| Task brief |
Repeat verbatim the lines of the data that run from the line containing "Trace the outline of every instance of the asphalt" through the line containing "[[[466,381],[315,202],[314,180],[293,164],[259,193],[97,379]]]", inclusive of both.
--- Start of Dataset extract ---
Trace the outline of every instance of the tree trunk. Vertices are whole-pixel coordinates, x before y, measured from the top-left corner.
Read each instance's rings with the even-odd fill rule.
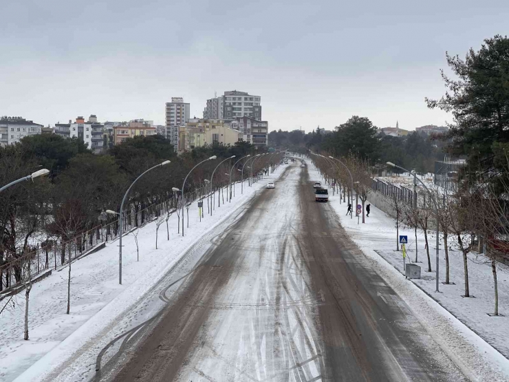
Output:
[[[28,299],[30,297],[30,290],[32,290],[32,280],[29,281],[25,292],[25,341],[28,340]]]
[[[427,224],[426,224],[427,226]],[[424,241],[426,242],[426,255],[428,257],[428,272],[431,272],[431,258],[429,257],[429,244],[428,244],[428,230],[424,230]]]
[[[357,213],[357,206],[359,204],[359,195],[356,193],[355,194],[355,206],[352,206],[354,208],[355,208],[355,215],[357,216],[358,213]]]
[[[491,260],[491,270],[493,272],[493,286],[495,286],[495,315],[499,315],[499,284],[497,281],[497,262]]]
[[[446,255],[446,284],[449,284],[449,250],[447,248],[447,233],[444,233],[444,249]]]
[[[415,233],[415,262],[417,262],[417,225],[413,227],[413,229]]]
[[[67,315],[71,310],[71,264],[72,259],[71,258],[71,247],[69,247],[69,276],[67,277],[67,310],[65,312]]]
[[[464,251],[462,251],[463,253],[463,268],[465,272],[465,297],[470,297],[470,290],[468,289],[468,264],[467,263],[468,258],[466,257],[466,252]]]
[[[25,291],[25,335],[23,339],[28,341],[28,301],[30,298],[30,290],[32,290],[32,274],[30,273],[30,262],[28,262],[28,285]]]

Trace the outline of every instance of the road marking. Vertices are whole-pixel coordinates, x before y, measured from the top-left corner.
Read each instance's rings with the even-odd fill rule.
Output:
[[[385,302],[385,304],[387,304],[387,305],[389,305],[389,303],[387,302],[387,300],[386,300],[386,299],[385,299],[385,297],[384,297],[383,295],[382,295],[382,293],[381,293],[380,292],[377,292],[377,293],[376,293],[376,295],[378,295],[378,297],[379,297],[380,298],[381,298],[381,299],[382,299],[382,300],[384,300],[384,302]]]

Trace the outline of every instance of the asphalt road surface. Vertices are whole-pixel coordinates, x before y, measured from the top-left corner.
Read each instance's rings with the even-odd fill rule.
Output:
[[[466,381],[315,202],[314,180],[293,164],[259,193],[97,379]]]

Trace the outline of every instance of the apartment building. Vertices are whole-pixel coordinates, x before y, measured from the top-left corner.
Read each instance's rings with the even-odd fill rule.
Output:
[[[0,145],[14,145],[25,136],[40,134],[43,127],[21,117],[0,117]]]
[[[147,121],[133,120],[129,122],[123,122],[113,127],[113,145],[122,143],[128,138],[135,136],[149,136],[157,134],[155,127]]]
[[[232,120],[248,116],[261,120],[261,98],[245,92],[232,90],[224,95],[207,100],[204,118]]]
[[[230,129],[239,131],[239,140],[257,147],[268,145],[269,124],[266,120],[258,120],[252,117],[237,117],[229,123]]]
[[[224,96],[215,96],[207,100],[207,105],[203,112],[203,118],[205,119],[223,119],[224,107]]]
[[[191,116],[190,105],[184,102],[182,97],[171,97],[171,102],[166,103],[166,138],[175,147],[179,147],[179,128],[185,126]]]
[[[251,117],[261,120],[261,98],[245,92],[232,90],[224,92],[223,116],[231,120],[237,117]]]
[[[229,128],[223,120],[191,118],[179,128],[180,152],[190,151],[205,145],[233,145],[239,140],[239,131]]]
[[[98,122],[97,116],[91,114],[87,121],[80,116],[74,122],[56,123],[54,133],[65,138],[77,138],[83,141],[94,153],[100,153],[105,146],[105,126]]]

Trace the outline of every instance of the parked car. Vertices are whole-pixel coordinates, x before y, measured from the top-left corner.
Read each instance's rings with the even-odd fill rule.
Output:
[[[314,190],[315,202],[327,202],[329,200],[329,191],[327,189],[316,189]]]

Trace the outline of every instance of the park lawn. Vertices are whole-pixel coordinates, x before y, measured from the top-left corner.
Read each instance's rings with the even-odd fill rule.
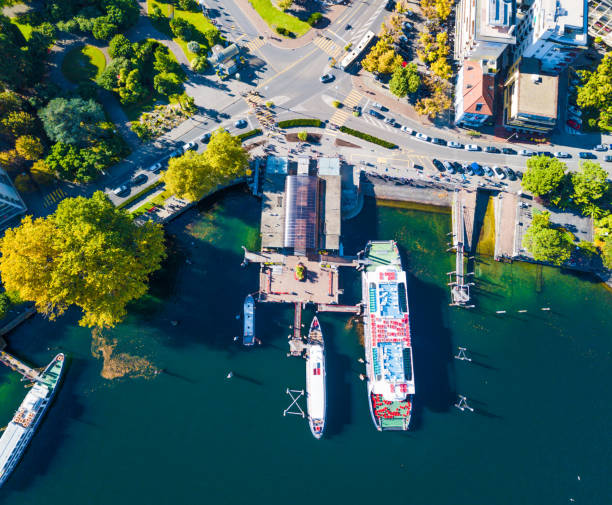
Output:
[[[13,23],[17,28],[19,28],[19,31],[23,35],[24,39],[30,40],[30,35],[32,35],[32,25],[27,23],[21,24],[18,18],[11,18],[11,23]]]
[[[86,45],[71,49],[62,62],[62,73],[75,83],[95,81],[106,67],[104,53],[97,47]]]
[[[172,15],[172,12],[174,12],[174,17],[181,18],[190,22],[193,26],[195,26],[196,30],[199,33],[199,37],[196,37],[194,40],[196,42],[201,42],[203,44],[208,45],[206,42],[206,37],[204,37],[204,33],[208,30],[215,29],[215,25],[213,25],[201,11],[183,11],[175,8],[172,4],[167,2],[159,0],[147,0],[147,14],[149,15],[149,17],[151,17],[151,14],[153,14],[153,7],[155,5],[157,5],[161,9],[161,11],[168,17]],[[196,57],[194,53],[187,49],[187,42],[182,39],[173,37],[172,30],[170,30],[170,20],[164,20],[160,23],[153,21],[153,18],[151,18],[151,22],[153,26],[155,26],[155,28],[157,28],[160,32],[168,35],[169,37],[172,37],[172,40],[176,42],[179,46],[181,46],[183,53],[185,53],[185,56],[189,61]]]
[[[308,23],[277,9],[270,0],[249,0],[249,3],[273,30],[285,28],[294,33],[296,37],[301,37],[310,30]]]

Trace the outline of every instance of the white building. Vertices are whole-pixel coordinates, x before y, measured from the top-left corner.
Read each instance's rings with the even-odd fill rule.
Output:
[[[535,0],[519,22],[516,56],[559,73],[587,48],[587,0]]]
[[[13,186],[10,177],[0,168],[0,230],[17,216],[25,214],[27,207]]]
[[[455,24],[455,59],[478,61],[485,73],[497,72],[497,60],[516,43],[513,0],[460,0]]]

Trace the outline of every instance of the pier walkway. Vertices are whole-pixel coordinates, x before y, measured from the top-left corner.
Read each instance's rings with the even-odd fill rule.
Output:
[[[19,372],[24,378],[36,381],[39,378],[39,372],[34,368],[29,367],[22,361],[19,361],[15,356],[10,355],[8,352],[0,351],[0,363],[5,364],[11,370]]]

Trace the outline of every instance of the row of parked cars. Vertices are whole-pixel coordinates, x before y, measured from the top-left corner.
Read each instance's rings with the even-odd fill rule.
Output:
[[[477,175],[480,177],[497,177],[500,180],[510,179],[515,181],[517,178],[522,179],[523,173],[519,170],[513,170],[510,167],[498,167],[480,165],[473,163],[459,163],[458,161],[440,161],[433,159],[434,166],[440,172],[448,172],[449,174]]]

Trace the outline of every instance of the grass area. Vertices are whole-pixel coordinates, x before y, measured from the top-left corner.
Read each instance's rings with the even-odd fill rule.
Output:
[[[161,206],[164,203],[166,203],[166,200],[170,198],[171,196],[172,195],[170,194],[168,190],[160,193],[155,198],[152,198],[148,202],[143,203],[140,207],[137,207],[136,209],[134,209],[132,211],[132,216],[136,217],[136,216],[140,216],[141,214],[146,214],[153,207],[156,207],[158,205]]]
[[[270,0],[249,0],[249,3],[273,30],[284,28],[295,34],[296,37],[301,37],[310,30],[308,23],[277,9]]]
[[[168,17],[168,19],[158,22],[154,20],[153,17],[151,17],[153,14],[153,8],[156,5]],[[174,5],[168,2],[162,2],[159,0],[147,0],[147,14],[149,15],[151,22],[153,23],[153,26],[155,26],[155,28],[157,28],[160,32],[165,33],[169,37],[172,37],[172,40],[176,42],[179,46],[181,46],[183,53],[185,53],[185,56],[187,57],[189,61],[195,58],[196,55],[192,53],[191,51],[189,51],[189,49],[187,49],[187,42],[185,42],[182,39],[173,37],[172,30],[170,30],[169,17],[171,15],[174,15],[175,18],[184,19],[188,21],[189,23],[191,23],[193,26],[195,26],[196,30],[198,31],[198,36],[194,37],[194,40],[196,42],[206,44],[207,46],[208,46],[208,43],[206,42],[206,37],[204,36],[204,33],[206,33],[208,30],[215,30],[215,26],[210,22],[210,20],[206,16],[204,16],[204,14],[201,11],[198,11],[198,12],[183,11],[183,10],[175,8]]]
[[[106,67],[104,53],[94,46],[83,46],[70,50],[62,62],[62,73],[75,84],[92,80]]]
[[[19,31],[23,35],[23,38],[26,40],[30,40],[30,35],[32,35],[32,25],[28,23],[20,23],[18,18],[11,18],[11,23],[13,23]]]

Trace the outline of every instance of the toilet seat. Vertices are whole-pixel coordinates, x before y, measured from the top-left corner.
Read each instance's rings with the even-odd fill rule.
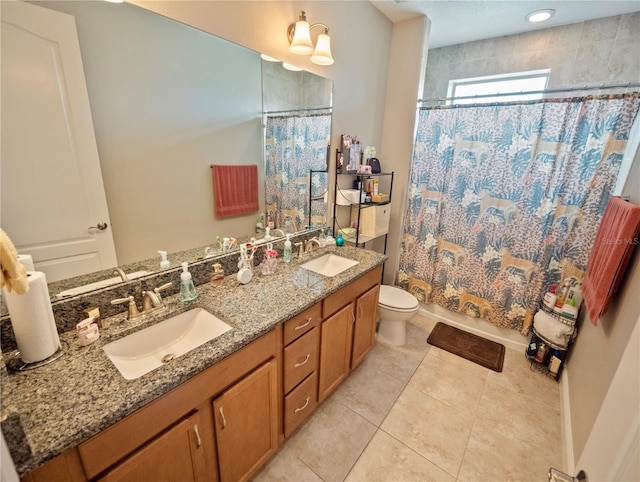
--- End of Dataset extract ---
| Finished exercise |
Trace the outline of every instance of the asphalt road surface. Vertices are whole-pixel coordinates, x before y, measured from the top-left corner.
Read each instance's rings with the even-odd fill rule.
Output:
[[[466,381],[315,202],[314,180],[293,164],[259,193],[97,379]]]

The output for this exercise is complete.